* [Text provided]:

▼

This two-dimensional framework can be further elaborated diagrammatically to illustrate the nature and strength of internal or sub-national group boundaries where the salient boundaries would normally be ethnic, cultural, and religious (see fig. 3). Fragmented pluralism is the direct opposite of assimilationism and social homogeneity, and some political projects (particularly on the right) fear what they deem the disuniting and moral relativism of this vision (Harmann and Gerteis, 230). It is precisely the fragmented pluralism vision that is the focus of this analysis, as this is the heart of the sociological critiques of multiculturalism in the English-language literature. In providing the analysis of fragmented pluralism, specific reference will be made to the Canadian sociological literature where possible. Nevertheless, a brief discussion of interactive pluralism is included in the concluding section of this article.

▲

* [What the task asks]: In the passage on multiculturalism, what is fragmented pluralism described as the direct opposite of? The lines that follow come from a different source than the passage on multiculturalism.

* [Material shown]:
▼

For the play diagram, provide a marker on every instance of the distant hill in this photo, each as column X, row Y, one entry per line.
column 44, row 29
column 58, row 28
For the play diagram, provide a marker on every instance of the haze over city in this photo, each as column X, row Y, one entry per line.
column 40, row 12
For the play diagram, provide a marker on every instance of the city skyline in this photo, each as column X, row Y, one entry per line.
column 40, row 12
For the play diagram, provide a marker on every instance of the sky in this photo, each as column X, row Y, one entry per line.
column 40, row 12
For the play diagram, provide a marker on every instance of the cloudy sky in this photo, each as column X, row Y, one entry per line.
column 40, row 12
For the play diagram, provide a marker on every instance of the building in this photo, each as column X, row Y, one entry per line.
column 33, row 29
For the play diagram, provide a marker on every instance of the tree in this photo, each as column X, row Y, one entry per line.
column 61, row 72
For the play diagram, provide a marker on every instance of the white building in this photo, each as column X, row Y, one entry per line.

▲
▼

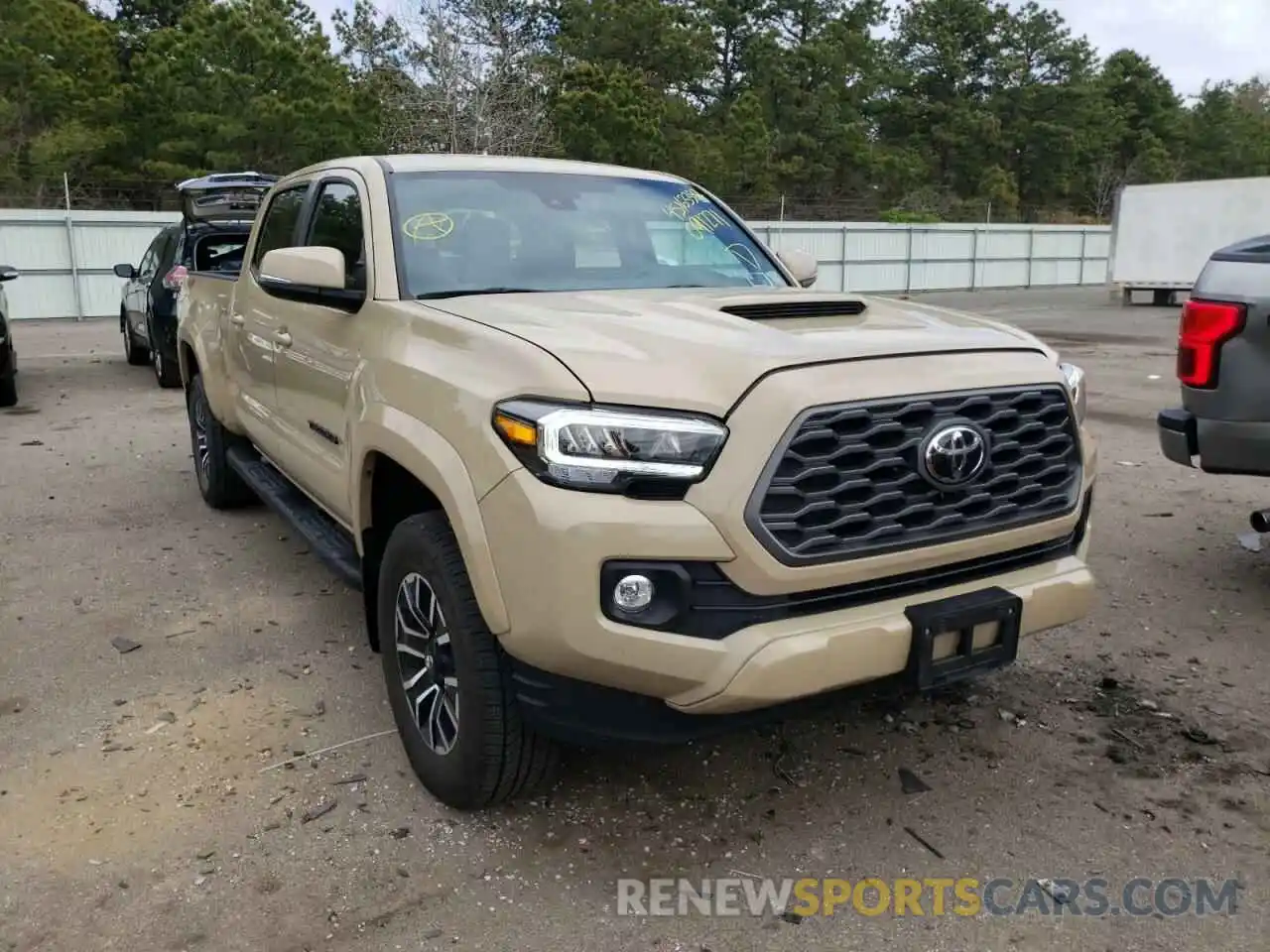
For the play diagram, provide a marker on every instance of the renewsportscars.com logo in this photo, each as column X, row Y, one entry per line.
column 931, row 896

▲
▼

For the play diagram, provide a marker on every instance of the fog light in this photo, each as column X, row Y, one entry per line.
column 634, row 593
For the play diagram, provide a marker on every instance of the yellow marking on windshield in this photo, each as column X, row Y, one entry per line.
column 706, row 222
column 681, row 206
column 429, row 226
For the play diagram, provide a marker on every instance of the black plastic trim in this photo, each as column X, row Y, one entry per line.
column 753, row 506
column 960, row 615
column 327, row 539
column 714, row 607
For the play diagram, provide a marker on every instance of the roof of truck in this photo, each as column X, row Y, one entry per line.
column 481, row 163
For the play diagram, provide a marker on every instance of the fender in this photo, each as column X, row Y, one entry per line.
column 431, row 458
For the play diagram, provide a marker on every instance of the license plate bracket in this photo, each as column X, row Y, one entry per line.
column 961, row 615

▲

* [Problem solution]: Assimilationism and social homogeneity.